(Saved data entries)
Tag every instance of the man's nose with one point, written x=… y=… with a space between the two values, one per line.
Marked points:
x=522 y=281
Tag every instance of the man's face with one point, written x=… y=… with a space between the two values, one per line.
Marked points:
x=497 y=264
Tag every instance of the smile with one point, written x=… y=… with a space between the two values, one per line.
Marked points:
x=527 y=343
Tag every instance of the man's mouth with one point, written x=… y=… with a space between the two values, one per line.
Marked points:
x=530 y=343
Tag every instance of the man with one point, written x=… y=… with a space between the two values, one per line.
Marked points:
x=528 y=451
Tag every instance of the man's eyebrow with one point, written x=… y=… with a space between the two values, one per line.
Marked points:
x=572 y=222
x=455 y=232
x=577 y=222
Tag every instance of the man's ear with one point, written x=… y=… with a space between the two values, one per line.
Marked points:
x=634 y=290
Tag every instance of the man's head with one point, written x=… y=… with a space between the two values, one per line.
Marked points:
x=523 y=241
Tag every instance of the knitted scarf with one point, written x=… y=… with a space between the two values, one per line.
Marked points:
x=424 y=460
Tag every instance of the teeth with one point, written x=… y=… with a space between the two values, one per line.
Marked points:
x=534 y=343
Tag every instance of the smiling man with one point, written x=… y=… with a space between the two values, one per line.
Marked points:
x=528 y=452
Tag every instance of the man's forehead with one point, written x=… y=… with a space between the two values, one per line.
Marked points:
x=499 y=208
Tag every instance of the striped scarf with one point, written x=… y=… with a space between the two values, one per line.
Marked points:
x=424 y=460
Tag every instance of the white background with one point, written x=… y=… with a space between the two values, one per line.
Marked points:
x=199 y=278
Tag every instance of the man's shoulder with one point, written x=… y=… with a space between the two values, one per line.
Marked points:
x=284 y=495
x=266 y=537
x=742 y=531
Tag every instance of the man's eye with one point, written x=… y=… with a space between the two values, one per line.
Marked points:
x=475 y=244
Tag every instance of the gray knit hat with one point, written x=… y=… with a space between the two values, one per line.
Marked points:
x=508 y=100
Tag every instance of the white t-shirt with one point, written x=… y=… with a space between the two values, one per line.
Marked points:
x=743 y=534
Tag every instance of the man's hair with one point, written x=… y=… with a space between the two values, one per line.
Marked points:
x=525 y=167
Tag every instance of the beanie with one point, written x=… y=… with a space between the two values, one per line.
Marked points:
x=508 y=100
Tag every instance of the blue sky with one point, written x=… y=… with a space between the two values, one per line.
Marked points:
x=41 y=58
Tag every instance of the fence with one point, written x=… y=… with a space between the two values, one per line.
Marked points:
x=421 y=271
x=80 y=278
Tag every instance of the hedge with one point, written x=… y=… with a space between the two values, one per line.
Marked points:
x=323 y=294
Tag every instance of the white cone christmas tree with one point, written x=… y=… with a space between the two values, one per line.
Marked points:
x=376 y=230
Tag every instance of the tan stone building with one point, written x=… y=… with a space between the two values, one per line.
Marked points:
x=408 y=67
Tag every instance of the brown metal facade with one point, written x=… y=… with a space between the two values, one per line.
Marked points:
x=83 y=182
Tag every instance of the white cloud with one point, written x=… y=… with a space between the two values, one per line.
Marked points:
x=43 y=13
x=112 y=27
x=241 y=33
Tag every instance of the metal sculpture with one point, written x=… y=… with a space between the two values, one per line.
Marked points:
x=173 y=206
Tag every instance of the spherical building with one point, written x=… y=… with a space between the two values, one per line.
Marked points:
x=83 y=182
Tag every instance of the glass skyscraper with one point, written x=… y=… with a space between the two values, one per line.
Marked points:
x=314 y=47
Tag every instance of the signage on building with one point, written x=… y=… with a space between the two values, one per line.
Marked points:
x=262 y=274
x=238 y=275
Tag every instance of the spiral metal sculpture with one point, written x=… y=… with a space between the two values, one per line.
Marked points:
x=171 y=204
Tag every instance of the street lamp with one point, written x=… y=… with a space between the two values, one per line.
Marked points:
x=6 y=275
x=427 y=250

--- Exercise goal ---
Copy out, word for word, the part of the entries above that begins at the line with "Tag every instance of the white t-shirt" and ends at the line with "Tag every instance of the brown", including both.

--- Your solution ---
Tag every instance of the white t-shirt with one point, written x=… y=… with a space between the two values, one per line.
Marked points:
x=743 y=534
Tag every instance of the man's hair with one point, written x=… y=… with a space between the two values, one per line.
Marked points:
x=525 y=167
Tag every instance of the beanie with one point, written x=… y=… with a space between the two values, one per line.
Marked points:
x=508 y=100
Tag every instance of the blue sky with one point, written x=… y=… with a space between the two values, one per line.
Marked points:
x=41 y=58
Tag every instance of the fence with one point, written x=… y=… with a space between the two values, one per line.
Marked points:
x=421 y=271
x=80 y=278
Tag every instance of the hedge with one point, written x=… y=… with a space between the two values, one per line.
Marked points:
x=323 y=294
Tag every instance of the white cone christmas tree with one point, written x=… y=… with a space between the two values, one per line.
Marked points:
x=376 y=230
Tag every instance of the tan stone building with one point, written x=… y=… with a space between the two values, one per line.
Marked points:
x=408 y=67
Tag every instance of the brown metal facade with one point, written x=… y=… with a space between the two values, one per line.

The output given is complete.